Extract:
.....

We proceed by induction on \(\cgG\text{.}\) If \(|\cgG|=1\) and \(\cgG=\{E\}\text{,}\) we are simply asserting that \(P(\overline{E})\ge 1-x(E)\text{,}\) which is true since \(P(E)\le x(E)\text{.}\) Now suppose that \(|\cgG|=k\ge2\) and that the lemma holds whenever \(1\le |\cgG|\lt k\text{.}\) Let \(\cgG =\{E_1,E_2,\dots,E_k\}\text{.}\) Then
\begin{equation*}
P(\prod_{i\ge1}^k \overline{E_i})=P(\overline{E_1}|\prod_{i=2}^k\overline{E_i})
P(\overline{E_2}|\prod_{i=3}^k\overline{E_i})P(E_3|\prod_{i=4}^k\overline{E_i})\dots
\end{equation*}
Now each term in the product on the right has the following form:
\begin{equation*}
P(\overline{E}|\prod_{F\in\cgF_E}\overline{F})
\end{equation*}
where \(|\cgF_E|\lt k\text{.}\)

.....

Provided records:
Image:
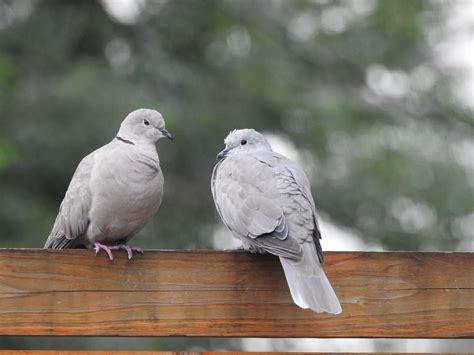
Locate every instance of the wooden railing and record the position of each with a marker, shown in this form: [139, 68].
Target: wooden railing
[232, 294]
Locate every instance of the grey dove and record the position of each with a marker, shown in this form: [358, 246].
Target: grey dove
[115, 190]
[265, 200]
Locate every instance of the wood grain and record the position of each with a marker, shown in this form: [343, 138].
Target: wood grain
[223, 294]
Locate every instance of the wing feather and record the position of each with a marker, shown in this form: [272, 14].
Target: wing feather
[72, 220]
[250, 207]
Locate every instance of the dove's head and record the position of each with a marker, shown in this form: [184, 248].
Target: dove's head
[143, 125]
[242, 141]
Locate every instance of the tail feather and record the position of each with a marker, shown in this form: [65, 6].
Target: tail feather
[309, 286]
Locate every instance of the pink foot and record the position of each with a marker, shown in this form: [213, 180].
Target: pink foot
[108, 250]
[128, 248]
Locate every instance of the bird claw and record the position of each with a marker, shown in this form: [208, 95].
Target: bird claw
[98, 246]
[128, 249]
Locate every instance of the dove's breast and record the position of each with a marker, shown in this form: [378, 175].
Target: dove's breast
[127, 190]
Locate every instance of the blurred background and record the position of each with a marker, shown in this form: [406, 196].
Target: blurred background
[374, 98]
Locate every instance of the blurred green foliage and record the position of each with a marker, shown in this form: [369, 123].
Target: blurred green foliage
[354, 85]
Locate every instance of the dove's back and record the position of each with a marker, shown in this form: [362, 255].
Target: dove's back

.....

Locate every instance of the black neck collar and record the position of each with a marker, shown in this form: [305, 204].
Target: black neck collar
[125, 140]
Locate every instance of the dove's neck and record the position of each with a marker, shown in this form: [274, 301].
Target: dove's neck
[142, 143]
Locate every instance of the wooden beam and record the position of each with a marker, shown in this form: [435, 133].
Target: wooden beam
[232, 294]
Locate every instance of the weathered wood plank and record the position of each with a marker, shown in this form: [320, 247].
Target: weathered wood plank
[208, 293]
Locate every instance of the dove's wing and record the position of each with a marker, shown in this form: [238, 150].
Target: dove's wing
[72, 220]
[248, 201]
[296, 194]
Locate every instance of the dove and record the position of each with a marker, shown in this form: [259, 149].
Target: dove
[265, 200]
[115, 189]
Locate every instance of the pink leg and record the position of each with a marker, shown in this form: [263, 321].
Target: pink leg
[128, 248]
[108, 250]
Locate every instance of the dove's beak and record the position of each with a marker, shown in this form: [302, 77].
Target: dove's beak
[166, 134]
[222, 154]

.....

Parts of the exercise:
1/ Answer these questions from the induction proof.
(a) In the base case, where the collection holds a single event E, what inequality is asserted?
(b) What fact makes that base case true?
(c) What bound is stated on the size of the set of events on which each factor is conditioned?
2/ Continue the induction proof from its last sentence.

Answers to each task:
1/
(a) The probability of the complement of E is at least 1 − x(E).
(b) P(E) ≤ x(E).
(c) The set has fewer than k members, that is, |F_E| < k.

2/
So, we done if we can show that
\begin{equation*}
P(\overline{E}|\prod_{F\in\cgF_E}\overline{F})\ge 1- x(E)
\end{equation*}
This is equivalent to showing that
\begin{equation*}
P(E|\prod_{F\in\cgF_E}\overline{F})\le x(E)
\end{equation*}
Suppose first that \(\cgF_E\cap\cgN(E)=\emptyset\text{.}\) Then
\begin{equation*}
P(E|\prod_{F\in\cgF_E}\overline{F})=P(E)\le x(E).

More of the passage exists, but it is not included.